#### GIVEN TEXT:
[start]

Compute the negative log likelihood.

Parameters:
  • hyp (np.ndarray) – Hyperparameter vector.

  • X (np.ndarray) – Covariates.

  • y (np.ndarray) – Responses.

  • var_X (np.ndarray) – Variance of covariates.

Returns:

Negative log likelihood.

Return type:

float

model_specific_evaluation(path: str) None

Save model-specific evaluation metrics.

parse_hyps(hyp: pcntoolkit.math_functions.warp.np.ndarray, Phi: pcntoolkit.math_functions.warp.np.ndarray, Phi_var: pcntoolkit.math_functions.warp.Optional[pcntoolkit.math_functions.warp.np.ndarray] = None) tuple[pcntoolkit.math_functions.warp.np.ndarray, pcntoolkit.math_functions.warp.np.ndarray, pcntoolkit.math_functions.warp.np.ndarray]

Parse hyperparameters into model parameters.

Parameters:
  • hyp (np.ndarray) – Hyperparameter vector.

  • Phi (np.ndarray) – Covariates.

  • Phi_var (np.ndarray (Optional)) – Variance of covariates.

Returns:

Parsed alpha, beta and gamma parameters.

Return type:

tuple[np.ndarray, np.ndarray, np.ndarray]

penalized_loglik(hyp: pcntoolkit.math_functions.warp.np.ndarray, X: pcntoolkit.math_functions.warp.np.ndarray, y: pcntoolkit.math_functions.warp.np.ndarray, var_X: pcntoolkit.math_functions.warp.Optional[pcntoolkit.math_functions.warp.np.ndarray] = None, regularizer_strength: float = 0.1, norm: Literal['L1', 'L2'] = 'L1') float

Compute the penalized log likelihood with L1 or L2 regularization.

Parameters:
  • hyp (np.ndarray) – Hyperparameter vector

  • X (np.ndarray) – Feature matrix

  • y (np.ndarray) – Target vector

  • var_X (np.ndarray) – Variance of features

  • regularizer_strength (float, optional) – Regularization strength, by default 0.1

  • norm ({"L1", "L2"}, optional) – Type of regularization norm, by default “L1”

Returns:

Penalized negative log likelihood value

Return type:

float

Raises:

ValueError – If norm is not “L1” or “L2”

[end]

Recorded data
[start]

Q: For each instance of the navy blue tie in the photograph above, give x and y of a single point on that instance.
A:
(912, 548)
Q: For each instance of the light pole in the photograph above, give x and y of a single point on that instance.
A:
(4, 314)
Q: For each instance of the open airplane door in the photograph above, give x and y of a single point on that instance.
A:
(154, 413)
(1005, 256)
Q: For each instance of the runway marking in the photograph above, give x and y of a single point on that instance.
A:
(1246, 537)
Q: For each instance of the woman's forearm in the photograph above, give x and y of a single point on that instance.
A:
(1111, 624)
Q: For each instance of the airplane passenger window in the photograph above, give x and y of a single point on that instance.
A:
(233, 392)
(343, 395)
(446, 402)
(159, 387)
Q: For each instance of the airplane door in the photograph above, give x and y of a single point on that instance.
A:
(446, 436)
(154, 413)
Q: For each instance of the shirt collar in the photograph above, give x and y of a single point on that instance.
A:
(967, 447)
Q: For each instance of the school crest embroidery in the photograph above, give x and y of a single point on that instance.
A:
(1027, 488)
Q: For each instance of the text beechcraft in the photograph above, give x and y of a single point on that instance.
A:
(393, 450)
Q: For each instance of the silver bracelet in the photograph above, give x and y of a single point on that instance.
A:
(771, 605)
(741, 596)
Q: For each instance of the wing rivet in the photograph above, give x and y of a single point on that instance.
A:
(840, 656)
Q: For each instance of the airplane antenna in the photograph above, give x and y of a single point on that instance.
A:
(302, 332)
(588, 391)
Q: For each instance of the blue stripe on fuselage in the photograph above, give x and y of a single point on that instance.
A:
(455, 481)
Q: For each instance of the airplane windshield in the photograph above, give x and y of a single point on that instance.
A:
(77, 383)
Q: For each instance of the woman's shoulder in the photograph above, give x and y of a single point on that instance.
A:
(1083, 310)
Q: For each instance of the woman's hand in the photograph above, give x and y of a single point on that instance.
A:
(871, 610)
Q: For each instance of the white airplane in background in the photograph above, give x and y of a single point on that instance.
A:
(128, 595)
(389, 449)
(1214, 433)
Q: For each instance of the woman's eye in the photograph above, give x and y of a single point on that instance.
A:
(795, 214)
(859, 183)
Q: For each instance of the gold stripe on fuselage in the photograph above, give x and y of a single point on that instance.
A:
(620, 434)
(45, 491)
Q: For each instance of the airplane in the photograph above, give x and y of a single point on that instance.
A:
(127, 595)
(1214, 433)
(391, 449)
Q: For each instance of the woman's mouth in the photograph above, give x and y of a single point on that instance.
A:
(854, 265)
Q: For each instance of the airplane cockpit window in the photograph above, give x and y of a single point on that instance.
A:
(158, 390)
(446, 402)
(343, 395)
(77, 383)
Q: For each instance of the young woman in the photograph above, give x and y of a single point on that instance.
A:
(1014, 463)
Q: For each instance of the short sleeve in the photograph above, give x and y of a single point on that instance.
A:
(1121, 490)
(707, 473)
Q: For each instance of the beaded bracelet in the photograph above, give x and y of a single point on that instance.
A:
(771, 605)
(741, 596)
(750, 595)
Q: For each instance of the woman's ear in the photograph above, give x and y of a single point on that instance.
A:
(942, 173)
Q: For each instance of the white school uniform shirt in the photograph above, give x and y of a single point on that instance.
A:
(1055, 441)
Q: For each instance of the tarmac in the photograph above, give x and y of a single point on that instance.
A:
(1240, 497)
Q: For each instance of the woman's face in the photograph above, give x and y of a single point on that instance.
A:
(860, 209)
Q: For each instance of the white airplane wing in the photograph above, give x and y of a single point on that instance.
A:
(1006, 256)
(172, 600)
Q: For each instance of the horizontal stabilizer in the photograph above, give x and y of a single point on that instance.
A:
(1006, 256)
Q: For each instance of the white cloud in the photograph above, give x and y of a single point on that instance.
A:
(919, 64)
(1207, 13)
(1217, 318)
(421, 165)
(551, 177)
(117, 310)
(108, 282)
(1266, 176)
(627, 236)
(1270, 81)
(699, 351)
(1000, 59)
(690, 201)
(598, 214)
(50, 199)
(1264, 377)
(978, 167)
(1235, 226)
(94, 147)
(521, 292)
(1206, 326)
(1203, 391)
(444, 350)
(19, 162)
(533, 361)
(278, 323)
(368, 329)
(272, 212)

[end]

#### TASK STATEMENT:
Write the next part of the method documentation given above, picking up right after its final entry and keeping the same layout.

#### FINAL RESULT:
post(hyp: pcntoolkit.math_functions.warp.np.ndarray, X: pcntoolkit.math_functions.warp.np.ndarray, y: pcntoolkit.math_functions.warp.np.ndarray, var_X: pcntoolkit.math_functions.warp.Optional[pcntoolkit.math_functions.warp.np.ndarray] = None) None

Compute the posterior distribution.

Parameters:
  • hyp (np.ndarray) – Hyperparameter vector.

  • X (np.ndarray) – Covariates.

  • y (np.ndarray) – Responses.

  • var_X (np.ndarray) – Variance of covariates.

predict_and_adjust(hyp, X, y, Xs=None, ys=None, var_groups_test=None, var_groups_adapt=None, **kwargs)

Function to transfer the model to a new site. This is done by first making predictions on the adaptation data given by X, adjusting by the residuals with respect to y.

Parameters:
  • hyp – hyperparameter vector

  • X – covariates for adaptation (i.e. calibration) data

  • y – responses for adaptation data

  • Xs – covariate data (for which predictions should be adjusted)

  • ys – true response variables (to be adjusted)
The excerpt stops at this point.